* BEGIN Data rows *
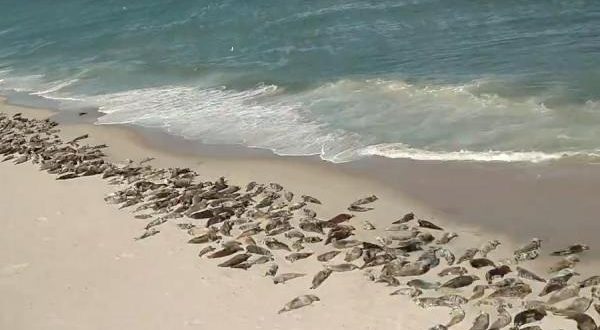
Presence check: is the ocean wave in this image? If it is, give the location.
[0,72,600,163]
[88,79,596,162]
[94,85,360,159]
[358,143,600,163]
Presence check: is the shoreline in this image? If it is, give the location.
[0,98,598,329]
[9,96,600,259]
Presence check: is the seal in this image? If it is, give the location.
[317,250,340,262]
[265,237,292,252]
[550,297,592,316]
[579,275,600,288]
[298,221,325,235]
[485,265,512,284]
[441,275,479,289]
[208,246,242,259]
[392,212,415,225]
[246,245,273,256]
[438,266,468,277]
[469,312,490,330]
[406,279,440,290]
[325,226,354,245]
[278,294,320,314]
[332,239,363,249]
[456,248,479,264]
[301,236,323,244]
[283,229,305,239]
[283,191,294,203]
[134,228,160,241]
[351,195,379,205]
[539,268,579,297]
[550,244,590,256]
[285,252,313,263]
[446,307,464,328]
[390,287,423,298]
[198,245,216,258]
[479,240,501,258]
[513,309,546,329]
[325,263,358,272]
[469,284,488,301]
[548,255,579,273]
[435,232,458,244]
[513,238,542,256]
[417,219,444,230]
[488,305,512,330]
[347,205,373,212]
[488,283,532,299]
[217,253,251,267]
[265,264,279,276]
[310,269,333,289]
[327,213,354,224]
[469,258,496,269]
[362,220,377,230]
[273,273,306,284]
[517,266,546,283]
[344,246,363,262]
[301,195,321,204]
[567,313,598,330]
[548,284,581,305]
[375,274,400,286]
* END Data rows *
**Required work:** Please gather every line of the records that contains the word "Presence", treating uppercase and lowercase as different.

**Response for this exercise:**
Presence check: is the ocean wave in this image? If it is, give the location.
Presence check: is the shoreline in this image? If it is, give the location.
Presence check: is the seal in this image? If it is, give the location.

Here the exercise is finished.